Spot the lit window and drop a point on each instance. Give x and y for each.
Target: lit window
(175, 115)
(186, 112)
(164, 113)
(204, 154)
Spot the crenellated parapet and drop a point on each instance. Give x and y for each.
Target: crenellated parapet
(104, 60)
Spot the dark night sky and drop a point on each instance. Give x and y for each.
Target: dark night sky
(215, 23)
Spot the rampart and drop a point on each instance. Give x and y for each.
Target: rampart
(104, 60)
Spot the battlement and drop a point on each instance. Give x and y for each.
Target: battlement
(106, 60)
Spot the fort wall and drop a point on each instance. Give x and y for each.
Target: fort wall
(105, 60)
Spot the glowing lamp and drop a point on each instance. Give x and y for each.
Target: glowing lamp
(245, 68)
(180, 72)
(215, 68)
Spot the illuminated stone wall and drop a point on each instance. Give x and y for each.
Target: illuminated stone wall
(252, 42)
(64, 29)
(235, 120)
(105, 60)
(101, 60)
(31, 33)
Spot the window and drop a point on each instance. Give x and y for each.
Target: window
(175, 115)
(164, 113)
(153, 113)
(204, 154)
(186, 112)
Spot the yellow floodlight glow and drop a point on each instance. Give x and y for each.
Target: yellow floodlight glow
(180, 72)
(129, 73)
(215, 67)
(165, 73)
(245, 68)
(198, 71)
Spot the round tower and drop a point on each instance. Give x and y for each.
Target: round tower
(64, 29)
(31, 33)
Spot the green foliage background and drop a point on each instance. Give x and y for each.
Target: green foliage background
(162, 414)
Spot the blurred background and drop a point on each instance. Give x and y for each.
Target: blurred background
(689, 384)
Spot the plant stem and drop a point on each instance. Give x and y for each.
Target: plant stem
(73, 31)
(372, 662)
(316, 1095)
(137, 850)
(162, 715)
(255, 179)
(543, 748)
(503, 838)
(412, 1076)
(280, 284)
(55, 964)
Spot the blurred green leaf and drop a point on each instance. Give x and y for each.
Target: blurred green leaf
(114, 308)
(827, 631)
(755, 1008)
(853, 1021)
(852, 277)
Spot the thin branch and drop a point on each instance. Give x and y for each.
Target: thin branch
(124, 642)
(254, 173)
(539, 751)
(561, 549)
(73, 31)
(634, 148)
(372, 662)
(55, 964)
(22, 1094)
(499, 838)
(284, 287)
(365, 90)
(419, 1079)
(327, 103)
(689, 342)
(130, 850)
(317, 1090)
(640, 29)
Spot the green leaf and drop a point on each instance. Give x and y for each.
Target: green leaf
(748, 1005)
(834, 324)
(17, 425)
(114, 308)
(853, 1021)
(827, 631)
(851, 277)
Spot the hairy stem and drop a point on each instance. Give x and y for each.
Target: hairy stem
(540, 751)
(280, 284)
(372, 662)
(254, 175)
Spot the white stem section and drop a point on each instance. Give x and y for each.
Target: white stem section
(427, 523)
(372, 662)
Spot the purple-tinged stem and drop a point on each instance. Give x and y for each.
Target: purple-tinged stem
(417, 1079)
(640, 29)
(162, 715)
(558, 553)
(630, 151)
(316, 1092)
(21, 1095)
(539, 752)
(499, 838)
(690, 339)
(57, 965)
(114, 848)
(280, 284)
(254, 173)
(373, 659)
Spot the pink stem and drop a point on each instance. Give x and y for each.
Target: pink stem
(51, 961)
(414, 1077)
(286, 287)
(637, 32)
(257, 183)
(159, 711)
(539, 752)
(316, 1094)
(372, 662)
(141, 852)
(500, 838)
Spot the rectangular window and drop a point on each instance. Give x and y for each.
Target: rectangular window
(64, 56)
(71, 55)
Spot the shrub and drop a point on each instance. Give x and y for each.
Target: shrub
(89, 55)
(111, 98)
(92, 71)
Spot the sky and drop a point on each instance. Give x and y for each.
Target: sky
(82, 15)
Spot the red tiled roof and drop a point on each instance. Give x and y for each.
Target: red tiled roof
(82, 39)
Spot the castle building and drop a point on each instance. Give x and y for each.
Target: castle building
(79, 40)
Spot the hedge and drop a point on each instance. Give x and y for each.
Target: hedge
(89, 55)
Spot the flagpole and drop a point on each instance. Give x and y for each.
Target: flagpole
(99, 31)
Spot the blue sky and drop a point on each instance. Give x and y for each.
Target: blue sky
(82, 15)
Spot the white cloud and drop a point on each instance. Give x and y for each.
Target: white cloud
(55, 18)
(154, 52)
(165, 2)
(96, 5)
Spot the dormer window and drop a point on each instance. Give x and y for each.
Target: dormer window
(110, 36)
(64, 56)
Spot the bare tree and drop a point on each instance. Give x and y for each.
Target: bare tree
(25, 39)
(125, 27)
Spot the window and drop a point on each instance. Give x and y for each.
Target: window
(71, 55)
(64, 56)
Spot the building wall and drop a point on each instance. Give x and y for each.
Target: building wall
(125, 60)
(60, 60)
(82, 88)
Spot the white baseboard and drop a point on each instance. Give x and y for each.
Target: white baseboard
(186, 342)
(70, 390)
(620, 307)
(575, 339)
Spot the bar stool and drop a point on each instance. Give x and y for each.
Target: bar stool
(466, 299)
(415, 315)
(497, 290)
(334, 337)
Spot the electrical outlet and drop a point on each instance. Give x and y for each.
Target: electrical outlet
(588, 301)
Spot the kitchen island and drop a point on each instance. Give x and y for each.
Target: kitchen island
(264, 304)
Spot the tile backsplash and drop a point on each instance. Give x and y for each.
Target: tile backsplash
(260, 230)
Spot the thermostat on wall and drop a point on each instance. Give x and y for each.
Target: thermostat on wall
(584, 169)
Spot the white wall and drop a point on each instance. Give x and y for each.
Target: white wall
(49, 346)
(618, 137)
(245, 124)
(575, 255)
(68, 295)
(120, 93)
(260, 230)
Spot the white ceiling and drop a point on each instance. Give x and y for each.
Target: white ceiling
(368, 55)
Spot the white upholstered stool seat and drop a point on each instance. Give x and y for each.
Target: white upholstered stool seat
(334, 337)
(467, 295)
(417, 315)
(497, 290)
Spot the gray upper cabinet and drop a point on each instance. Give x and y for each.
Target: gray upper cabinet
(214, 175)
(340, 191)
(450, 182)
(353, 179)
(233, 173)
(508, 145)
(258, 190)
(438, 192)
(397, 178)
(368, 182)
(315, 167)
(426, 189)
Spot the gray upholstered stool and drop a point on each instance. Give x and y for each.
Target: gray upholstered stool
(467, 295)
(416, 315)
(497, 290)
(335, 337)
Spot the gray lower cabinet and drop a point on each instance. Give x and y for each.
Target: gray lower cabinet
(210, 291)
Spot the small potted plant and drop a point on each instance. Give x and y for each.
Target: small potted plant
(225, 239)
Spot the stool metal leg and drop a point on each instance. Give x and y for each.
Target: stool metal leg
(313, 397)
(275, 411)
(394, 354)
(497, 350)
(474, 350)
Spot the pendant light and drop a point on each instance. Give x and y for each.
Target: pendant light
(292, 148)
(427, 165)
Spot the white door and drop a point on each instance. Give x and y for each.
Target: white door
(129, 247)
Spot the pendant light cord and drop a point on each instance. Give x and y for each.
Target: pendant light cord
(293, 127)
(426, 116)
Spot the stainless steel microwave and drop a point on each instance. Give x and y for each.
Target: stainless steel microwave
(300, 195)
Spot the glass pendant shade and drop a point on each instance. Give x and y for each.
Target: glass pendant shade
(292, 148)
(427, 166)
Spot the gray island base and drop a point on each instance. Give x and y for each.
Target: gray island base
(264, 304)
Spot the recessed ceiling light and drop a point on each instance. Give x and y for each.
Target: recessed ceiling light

## Work to be completed
Nothing is to be left out: set down all the records again exactly.

## Response
Spot the lit window and drop a point on each instance. Give x and y for each.
Target: lit window
(175, 115)
(186, 112)
(164, 113)
(204, 154)
Spot the crenellated parapet and drop a point on each instance. Give x and y for each.
Target: crenellated parapet
(104, 60)
Spot the dark night sky and drop a point on each instance. Give x and y for each.
Target: dark night sky
(215, 23)
Spot the rampart and drop a point on each instance. Give x and y for each.
Target: rampart
(104, 60)
Spot the battlement and drop a point on each instance. Give x and y for each.
Target: battlement
(106, 60)
Spot the fort wall and drop a point on each instance. Give x and y for each.
Target: fort wall
(105, 60)
Spot the glowing lamp and drop a point on each instance. Give x and y for each.
Target: glowing lamp
(245, 68)
(180, 72)
(215, 68)
Spot the illuminated stone wall and drop a point on each instance. Give x and y for each.
Target: illuminated stone wall
(252, 42)
(64, 29)
(235, 120)
(105, 60)
(101, 60)
(31, 33)
Spot the window and drop a point on each instance. Give x and y for each.
Target: window
(175, 115)
(164, 113)
(153, 113)
(204, 154)
(186, 112)
Spot the yellow floodlight glow and drop a point on each instance. Give x and y for each.
Target: yellow floodlight glow
(180, 72)
(129, 73)
(215, 67)
(165, 73)
(245, 68)
(198, 71)
Spot the round tower and drop a point on each instance. Give x and y for each.
Target: round tower
(64, 29)
(31, 33)
Spot the green foliage background and drop a point on each instance. Give x and y for each.
Target: green foliage background
(162, 414)
Spot the blurred background and drop a point on each instance. Give x and y for each.
Target: blurred background
(689, 384)
Spot the plant stem and drop a point on each instance. Give x and y for each.
Target: plant stem
(73, 31)
(372, 662)
(316, 1095)
(137, 850)
(162, 715)
(255, 179)
(543, 748)
(503, 838)
(412, 1076)
(280, 284)
(55, 964)
Spot the blurred green leaf and drop a point on each instance. Give x and y for each.
Target: blurred green leaf
(114, 308)
(827, 631)
(755, 1008)
(853, 1021)
(852, 277)
Spot the thin branch and drop a point on each instance. Give x and y for each.
Target: thin branch
(124, 642)
(254, 173)
(539, 751)
(561, 549)
(73, 31)
(634, 148)
(372, 662)
(55, 964)
(22, 1094)
(499, 838)
(284, 287)
(365, 90)
(419, 1079)
(327, 103)
(689, 342)
(130, 850)
(317, 1090)
(640, 29)
Spot the green leaf and drop a point on each instance. Give x and y for each.
Target: green leaf
(748, 1005)
(834, 324)
(17, 425)
(114, 308)
(853, 1021)
(827, 631)
(851, 277)
Spot the hairy stem and drop a point on each instance. Give x and y for each.
Target: hairy stem
(540, 751)
(280, 284)
(372, 662)
(254, 175)
Spot the white stem section and drop a point on each instance. Give x and y for each.
Target: white stem section
(427, 523)
(372, 662)
Spot the purple-tinged stem and drop a point on each instance. Give x and y for each.
Target: purple-tinged stem
(417, 1079)
(640, 29)
(162, 715)
(558, 553)
(630, 151)
(316, 1092)
(21, 1095)
(539, 752)
(499, 838)
(690, 339)
(57, 965)
(114, 848)
(280, 284)
(254, 173)
(373, 659)
Spot the pink stem and drop a point on each instance. Give x and y for each.
Target: pink stem
(51, 961)
(414, 1077)
(286, 287)
(637, 32)
(257, 183)
(159, 711)
(539, 752)
(316, 1094)
(372, 662)
(141, 852)
(500, 838)
Spot the rectangular window and drop a point on each instance. Give x and y for each.
Target: rectangular window
(64, 56)
(71, 55)
Spot the shrub and drop a point on each instance. Give x and y for each.
Target: shrub
(89, 55)
(111, 98)
(92, 71)
Spot the sky and drop a point on each instance. Give x and y for each.
Target: sky
(82, 15)
Spot the red tiled roof and drop a point on each instance. Give x and y for each.
Target: red tiled roof
(82, 39)
Spot the castle building and drop a point on each instance. Give x and y for each.
Target: castle building
(79, 40)
Spot the hedge and drop a point on each instance. Give x and y for each.
Target: hedge
(89, 55)
Spot the flagpole and drop a point on each instance. Give x and y for each.
Target: flagpole
(99, 31)
Spot the blue sky and drop a point on each instance. Give x and y for each.
Target: blue sky
(82, 15)
Spot the white cloud and drop a point on each instance. Give x and y for each.
Target: white cloud
(55, 18)
(154, 52)
(165, 2)
(96, 5)
Spot the dormer window and drop a point on each instance. Give x and y for each.
Target: dormer window
(110, 36)
(64, 56)
Spot the bare tree and drop a point on each instance. Give x and y for each.
Target: bare tree
(25, 39)
(125, 27)
Spot the window and drop a point on each instance. Give x and y for each.
Target: window
(71, 55)
(64, 56)
Spot the building wall and drop a point on each instance. Give x and y for each.
Target: building wall
(125, 60)
(60, 60)
(82, 88)
Spot the white baseboard and drop a point on each instance. Give x and y for each.
Target: white baseboard
(186, 342)
(70, 390)
(620, 307)
(575, 339)
Spot the bar stool and drop a point on each instance. Give x and y for each.
Target: bar stool
(466, 299)
(415, 315)
(497, 290)
(334, 337)
Spot the electrical outlet and drop a point on each instance. Give x and y for each.
Target: electrical outlet
(588, 301)
Spot the kitchen island and drop a point on each instance. Give x and y for each.
Target: kitchen island
(264, 304)
Spot the tile backsplash and drop a point on each instance. Give x and y for each.
Target: tile backsplash
(260, 230)
Spot the thermostat on wall and drop a point on each instance. Give x and y for each.
Target: thermostat on wall
(584, 169)
Spot the white wall and drop a point on each instance. Give x and y for each.
Target: white wall
(49, 346)
(618, 137)
(245, 124)
(575, 255)
(68, 295)
(120, 93)
(260, 230)
Spot the white ceiling and drop a point on each instance. Give x and y for each.
Target: white ceiling
(368, 55)
Spot the white upholstered stool seat and drop a point on each instance. Give x and y for each.
Target: white upholstered stool seat
(334, 337)
(467, 295)
(417, 315)
(497, 290)
Spot the gray upper cabinet and drop a point on each instance. Give x and y for each.
Target: gray upper cabinet
(214, 175)
(340, 191)
(450, 182)
(353, 179)
(233, 173)
(508, 145)
(258, 190)
(438, 192)
(397, 178)
(368, 182)
(315, 167)
(426, 189)
Spot the gray upholstered stool and drop a point on each instance. Give x and y for each.
Target: gray upholstered stool
(467, 295)
(416, 315)
(497, 290)
(335, 337)
Spot the gray lower cabinet and drop a point on each instance. Give x and y for each.
Target: gray lower cabinet
(210, 291)
Spot the small potted plant and drop a point on each instance. Give x and y for each.
Target: small potted plant
(225, 239)
Spot the stool metal leg and drop a point on each instance. Give x and y for each.
Target: stool metal leg
(313, 397)
(275, 411)
(394, 354)
(497, 350)
(474, 350)
Spot the pendant light and drop a point on each instance. Give x and y for each.
Target: pendant light
(292, 148)
(427, 165)
Spot the white door and drop a point on each instance. Give x and y for each.
Target: white door
(129, 247)
Spot the pendant light cord and drop a point on each instance. Give x and y for each.
Target: pendant light cord
(293, 127)
(426, 116)
Spot the stainless steel microwave and drop a point on each instance. Give x and y for each.
Target: stainless steel microwave
(300, 195)
Spot the glass pendant shade and drop a point on each instance. Give x and y for each.
Target: glass pendant shade
(292, 148)
(427, 166)
Spot the gray island base and drop a point on each instance. Give x and y for each.
Target: gray island base
(264, 304)
Spot the recessed ceiling light and drop a point on each instance. Give x and y for each.
Target: recessed ceiling light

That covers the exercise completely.